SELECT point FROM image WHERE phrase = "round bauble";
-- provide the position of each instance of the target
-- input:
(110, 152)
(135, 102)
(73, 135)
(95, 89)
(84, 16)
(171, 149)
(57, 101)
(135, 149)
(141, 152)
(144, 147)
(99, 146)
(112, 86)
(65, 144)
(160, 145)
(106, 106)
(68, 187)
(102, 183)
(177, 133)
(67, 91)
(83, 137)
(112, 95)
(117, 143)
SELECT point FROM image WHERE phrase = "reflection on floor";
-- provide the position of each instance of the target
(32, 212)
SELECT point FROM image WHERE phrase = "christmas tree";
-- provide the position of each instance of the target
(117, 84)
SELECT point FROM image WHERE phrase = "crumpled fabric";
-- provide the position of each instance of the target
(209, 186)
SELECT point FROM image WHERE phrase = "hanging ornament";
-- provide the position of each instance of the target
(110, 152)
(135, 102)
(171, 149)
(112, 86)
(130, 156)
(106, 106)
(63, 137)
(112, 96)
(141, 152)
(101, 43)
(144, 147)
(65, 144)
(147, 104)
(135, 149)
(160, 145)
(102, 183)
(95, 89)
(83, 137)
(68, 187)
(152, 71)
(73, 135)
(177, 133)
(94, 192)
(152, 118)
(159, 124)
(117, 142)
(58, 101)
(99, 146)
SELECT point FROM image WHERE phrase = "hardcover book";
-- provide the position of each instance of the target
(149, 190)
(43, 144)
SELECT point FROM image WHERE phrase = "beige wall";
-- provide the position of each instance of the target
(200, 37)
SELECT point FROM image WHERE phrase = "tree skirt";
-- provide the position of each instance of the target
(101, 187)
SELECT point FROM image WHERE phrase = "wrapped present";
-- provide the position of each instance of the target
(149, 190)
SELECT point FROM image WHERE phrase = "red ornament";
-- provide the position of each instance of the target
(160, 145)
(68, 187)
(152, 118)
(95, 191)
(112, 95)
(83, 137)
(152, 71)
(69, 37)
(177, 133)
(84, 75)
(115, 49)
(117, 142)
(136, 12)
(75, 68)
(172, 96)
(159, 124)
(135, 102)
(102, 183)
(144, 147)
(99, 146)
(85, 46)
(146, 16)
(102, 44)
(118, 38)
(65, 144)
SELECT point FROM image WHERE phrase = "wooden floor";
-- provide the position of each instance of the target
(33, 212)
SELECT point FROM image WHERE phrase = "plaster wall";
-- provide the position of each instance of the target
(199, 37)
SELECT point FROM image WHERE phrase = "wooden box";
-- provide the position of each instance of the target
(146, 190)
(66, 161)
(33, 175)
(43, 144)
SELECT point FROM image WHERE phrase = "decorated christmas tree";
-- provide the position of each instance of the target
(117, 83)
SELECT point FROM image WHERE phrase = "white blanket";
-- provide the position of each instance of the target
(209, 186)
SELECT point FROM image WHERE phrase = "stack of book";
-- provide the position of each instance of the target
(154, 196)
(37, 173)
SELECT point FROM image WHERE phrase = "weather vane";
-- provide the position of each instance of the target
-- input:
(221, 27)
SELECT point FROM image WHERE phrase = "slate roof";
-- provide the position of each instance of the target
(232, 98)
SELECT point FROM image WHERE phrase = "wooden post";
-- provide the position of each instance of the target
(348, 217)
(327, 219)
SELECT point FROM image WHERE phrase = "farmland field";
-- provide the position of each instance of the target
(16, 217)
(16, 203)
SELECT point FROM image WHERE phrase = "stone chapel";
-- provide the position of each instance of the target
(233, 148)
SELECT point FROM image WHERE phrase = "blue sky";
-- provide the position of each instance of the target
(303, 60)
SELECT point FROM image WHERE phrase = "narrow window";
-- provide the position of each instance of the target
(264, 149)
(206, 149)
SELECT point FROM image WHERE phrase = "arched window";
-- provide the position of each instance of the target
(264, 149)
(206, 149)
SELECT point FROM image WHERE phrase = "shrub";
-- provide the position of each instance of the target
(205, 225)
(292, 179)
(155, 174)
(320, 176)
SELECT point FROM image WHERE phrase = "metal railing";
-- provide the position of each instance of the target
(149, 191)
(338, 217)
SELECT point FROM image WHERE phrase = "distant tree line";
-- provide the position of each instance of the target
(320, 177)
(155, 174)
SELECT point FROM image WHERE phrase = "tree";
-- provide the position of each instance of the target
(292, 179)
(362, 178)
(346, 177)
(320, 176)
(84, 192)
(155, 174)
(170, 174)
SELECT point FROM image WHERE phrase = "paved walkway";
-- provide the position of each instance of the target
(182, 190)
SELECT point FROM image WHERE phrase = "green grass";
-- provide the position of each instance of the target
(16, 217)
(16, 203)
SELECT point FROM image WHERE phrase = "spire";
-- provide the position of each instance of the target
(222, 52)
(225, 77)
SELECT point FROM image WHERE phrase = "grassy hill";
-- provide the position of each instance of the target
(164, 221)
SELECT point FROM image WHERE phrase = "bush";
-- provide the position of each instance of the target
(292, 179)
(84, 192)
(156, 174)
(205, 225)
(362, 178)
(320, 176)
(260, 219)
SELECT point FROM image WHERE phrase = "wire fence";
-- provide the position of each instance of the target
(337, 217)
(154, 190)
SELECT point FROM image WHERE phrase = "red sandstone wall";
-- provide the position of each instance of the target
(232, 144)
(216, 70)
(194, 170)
******
--- Exercise brief ---
Each record above must be given again exactly.

--- Result of this task ---
SELECT point FROM image WHERE phrase = "round bauble";
-- provide the position of each instance of the target
-- input:
(110, 152)
(135, 102)
(73, 135)
(95, 89)
(84, 16)
(171, 149)
(57, 101)
(135, 149)
(141, 152)
(144, 147)
(99, 146)
(112, 86)
(65, 144)
(160, 145)
(106, 106)
(68, 187)
(102, 183)
(177, 133)
(67, 91)
(83, 137)
(112, 95)
(117, 143)
SELECT point FROM image WHERE phrase = "reflection on floor";
-- provide the position of each instance of the target
(32, 212)
SELECT point FROM image WHERE phrase = "christmas tree";
-- provide the position of each instance of the target
(117, 84)
SELECT point FROM image WHERE phrase = "crumpled fabric";
-- provide the position of each instance of the target
(209, 186)
SELECT point FROM image WHERE phrase = "hanging ornament";
-- provide the position of each instance of the target
(110, 152)
(135, 102)
(171, 149)
(112, 86)
(130, 156)
(106, 106)
(63, 137)
(112, 96)
(141, 152)
(101, 43)
(144, 147)
(65, 144)
(147, 104)
(135, 149)
(160, 145)
(102, 183)
(95, 89)
(83, 137)
(68, 187)
(152, 71)
(73, 135)
(177, 133)
(94, 192)
(152, 118)
(159, 124)
(117, 142)
(58, 101)
(99, 146)
SELECT point FROM image WHERE phrase = "hardcover book";
-- provide the position of each instance of the target
(149, 190)
(43, 144)
SELECT point FROM image WHERE phrase = "beige wall";
-- provide the position of each instance of the target
(200, 37)
SELECT point FROM image WHERE phrase = "tree skirt";
-- provide the position of each instance of the target
(101, 187)
SELECT point FROM image WHERE phrase = "wrapped present";
-- provide the position of each instance of the target
(149, 190)
SELECT point FROM image WHERE phrase = "red ornament";
-- provide the position of each instance of the target
(160, 145)
(68, 187)
(152, 118)
(95, 191)
(112, 95)
(83, 137)
(152, 71)
(69, 37)
(177, 133)
(84, 75)
(115, 49)
(117, 142)
(136, 12)
(75, 68)
(172, 96)
(159, 124)
(135, 102)
(102, 183)
(144, 147)
(99, 146)
(85, 46)
(146, 16)
(102, 44)
(118, 38)
(65, 144)
SELECT point FROM image WHERE phrase = "wooden floor";
-- provide the position of each instance of the target
(33, 212)
SELECT point FROM image WHERE phrase = "plaster wall";
-- provide the position of each instance of the target
(199, 37)
SELECT point FROM image WHERE phrase = "wooden box";
-- provide the position of each instance of the target
(146, 190)
(66, 161)
(33, 175)
(43, 144)
SELECT point FROM image WHERE phrase = "decorated christmas tree";
-- provide the position of each instance of the target
(117, 83)
SELECT point FROM image WHERE phrase = "white blanket";
-- provide the position of each instance of the target
(209, 186)
SELECT point FROM image WHERE phrase = "stack of book";
-- provide the position of each instance of the target
(154, 196)
(37, 173)
SELECT point FROM image WHERE phrase = "weather vane";
-- provide the position of each instance of the target
-- input:
(221, 27)
SELECT point FROM image WHERE phrase = "slate roof";
-- provide the position of each instance of the target
(232, 98)
SELECT point FROM image WHERE phrase = "wooden post";
-- provide the position of each instance of the target
(348, 217)
(327, 219)
SELECT point FROM image WHERE phrase = "farmland field";
-- provide the position of each instance of the target
(16, 217)
(16, 203)
SELECT point FROM image WHERE phrase = "stone chapel";
-- provide the position of each instance of the target
(233, 148)
SELECT point FROM image WHERE phrase = "blue sky";
-- provide the position of each instance of the target
(303, 60)
SELECT point FROM image WHERE phrase = "narrow window";
-- provide the position of each instance of the target
(264, 149)
(206, 149)
SELECT point FROM image WHERE phrase = "arched window";
-- provide the position of each instance of the target
(264, 149)
(206, 149)
SELECT point FROM image WHERE phrase = "shrub";
-- provide the position of each instance of the target
(205, 225)
(292, 179)
(155, 174)
(320, 176)
SELECT point FROM image WHERE phrase = "metal railing";
-- provide the position of each instance of the target
(149, 191)
(338, 217)
SELECT point FROM image WHERE phrase = "distant tree line";
-- provide the position of each instance of the target
(320, 177)
(155, 174)
SELECT point FROM image WHERE phrase = "tree";
-- provide the position of each instance of the target
(292, 179)
(362, 178)
(346, 177)
(320, 176)
(84, 192)
(155, 174)
(170, 174)
SELECT point FROM image WHERE phrase = "paved walkway";
-- provide the position of each instance of the target
(182, 190)
SELECT point FROM image WHERE phrase = "green grass";
-- provide the position of each instance of the target
(16, 217)
(16, 203)
SELECT point FROM image WHERE phrase = "spire";
-- provide the position of each instance of the target
(222, 52)
(225, 77)
SELECT point FROM image WHERE phrase = "grassy hill";
-- provide the position of each instance of the target
(164, 221)
SELECT point FROM image WHERE phrase = "bush";
-- provide the position of each instance of the target
(292, 179)
(84, 192)
(156, 174)
(205, 225)
(362, 178)
(320, 176)
(260, 219)
SELECT point FROM image WHERE phrase = "wire fence";
-- provide the position of each instance of the target
(337, 217)
(154, 190)
SELECT point FROM image WHERE phrase = "red sandstone wall";
-- provide the position of each instance of the target
(232, 144)
(216, 70)
(194, 170)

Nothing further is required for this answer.